• WHAT IS NEEDED: Word for word, retype each record shown below.
════════════════════
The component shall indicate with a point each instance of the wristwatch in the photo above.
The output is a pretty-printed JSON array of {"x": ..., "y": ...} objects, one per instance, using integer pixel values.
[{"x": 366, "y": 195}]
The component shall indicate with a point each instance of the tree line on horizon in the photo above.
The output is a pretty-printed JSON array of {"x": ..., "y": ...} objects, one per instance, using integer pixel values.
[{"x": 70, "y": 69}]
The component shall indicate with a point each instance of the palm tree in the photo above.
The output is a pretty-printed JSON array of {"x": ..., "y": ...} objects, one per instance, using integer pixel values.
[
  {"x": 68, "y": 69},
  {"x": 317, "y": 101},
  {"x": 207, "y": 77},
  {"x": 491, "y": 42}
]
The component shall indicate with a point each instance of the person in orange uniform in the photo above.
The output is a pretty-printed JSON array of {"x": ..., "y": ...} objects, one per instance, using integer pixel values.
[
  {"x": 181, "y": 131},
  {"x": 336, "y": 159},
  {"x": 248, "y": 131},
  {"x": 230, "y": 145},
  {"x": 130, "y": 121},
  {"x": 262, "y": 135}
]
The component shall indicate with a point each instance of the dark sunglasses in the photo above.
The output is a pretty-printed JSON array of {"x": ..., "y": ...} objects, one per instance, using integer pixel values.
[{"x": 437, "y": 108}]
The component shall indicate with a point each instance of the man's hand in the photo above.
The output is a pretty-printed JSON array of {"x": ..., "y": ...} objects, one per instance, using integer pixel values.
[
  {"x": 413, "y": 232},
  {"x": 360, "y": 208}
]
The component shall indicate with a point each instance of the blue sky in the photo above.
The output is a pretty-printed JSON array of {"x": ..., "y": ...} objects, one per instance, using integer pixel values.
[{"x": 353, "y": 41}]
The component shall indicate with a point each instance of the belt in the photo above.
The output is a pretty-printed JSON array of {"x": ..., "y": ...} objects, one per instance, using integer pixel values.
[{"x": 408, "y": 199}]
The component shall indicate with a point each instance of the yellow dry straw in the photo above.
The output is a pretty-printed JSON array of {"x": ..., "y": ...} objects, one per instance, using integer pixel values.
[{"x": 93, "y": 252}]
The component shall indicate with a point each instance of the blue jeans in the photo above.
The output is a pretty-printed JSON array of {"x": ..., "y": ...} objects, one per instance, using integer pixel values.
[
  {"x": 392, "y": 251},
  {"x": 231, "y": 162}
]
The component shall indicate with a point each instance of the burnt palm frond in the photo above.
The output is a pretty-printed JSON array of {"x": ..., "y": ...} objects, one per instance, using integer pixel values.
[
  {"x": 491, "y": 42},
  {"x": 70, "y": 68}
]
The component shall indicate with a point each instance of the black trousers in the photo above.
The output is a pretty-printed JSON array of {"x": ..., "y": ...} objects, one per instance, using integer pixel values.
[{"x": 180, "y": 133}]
════════════════════
• SOLUTION TO THIS TASK:
The component shall indicate with a point each instance of the wristwatch in the photo above.
The output is a pretty-printed JSON array of {"x": ..., "y": ...} objects, one per instance, using integer pixel values.
[{"x": 366, "y": 195}]
The component shall indicate with a point each instance of the tree line on horizon in the photo above.
The output is a pretty-printed JSON array of {"x": ..., "y": ...} objects, one per instance, using integer pixel values.
[{"x": 70, "y": 69}]
The component shall indicate with a point each instance of the palm tree in the photo above.
The output is a pretty-printed JSON array of {"x": ..., "y": ...} objects, one per instance, using integer pixel values.
[
  {"x": 68, "y": 69},
  {"x": 317, "y": 101},
  {"x": 207, "y": 77},
  {"x": 491, "y": 42}
]
The component shall indicate with a point each instance of the person in orange uniform in the photo above.
The output is a pretty-printed JSON array of {"x": ..., "y": ...} objects, one per instance, using integer pixel values.
[
  {"x": 181, "y": 131},
  {"x": 336, "y": 159},
  {"x": 248, "y": 131},
  {"x": 230, "y": 145},
  {"x": 130, "y": 121},
  {"x": 262, "y": 135}
]
The component shall indicate with a point each instance of the dark sunglasses in the photo above.
The output is a pretty-printed JSON array of {"x": ..., "y": ...} objects, one per instance, using integer pixel values.
[{"x": 437, "y": 108}]
The component shall indicate with a point each instance of the man's hand in the photo above.
The output is a pretty-printed JSON array of {"x": ..., "y": ...} objects, one per instance, using integer pixel values.
[
  {"x": 413, "y": 232},
  {"x": 360, "y": 208}
]
The component shall indicate with a point each instance of the blue sky in the photo above.
The output is a pretty-printed JSON array of {"x": ..., "y": ...} objects, one per instance, using integer pixel values.
[{"x": 353, "y": 41}]
The component shall indicate with a point each instance of the belt in the photo above.
The output is a pretty-printed JSON array of {"x": ..., "y": ...} objects, one per instance, using integer pixel values.
[{"x": 408, "y": 199}]
The component shall indicate with a point each instance of the yellow dry straw in the photo above.
The output is a pretty-printed JSON array of {"x": ..., "y": ...} objects, one per instance, using integer pixel values.
[{"x": 93, "y": 252}]
The component shall indicate with a point each instance of the blue jeans in the photo above.
The output is a pretty-printed JSON array of {"x": ..., "y": ...} objects, one per instance, using integer pixel values.
[
  {"x": 392, "y": 251},
  {"x": 231, "y": 162}
]
The component shall indicate with a point each instance of the burnt palm frond in the photo above.
The output is a pretty-printed JSON array of {"x": ..., "y": ...} objects, one per instance, using integer pixel values.
[
  {"x": 491, "y": 42},
  {"x": 70, "y": 68}
]
The component shall indicate with a point each instance of the black trousers in the photo above.
The output is a pretty-printed JSON array of {"x": ..., "y": ...} objects, one per instance, using integer pixel values.
[{"x": 180, "y": 133}]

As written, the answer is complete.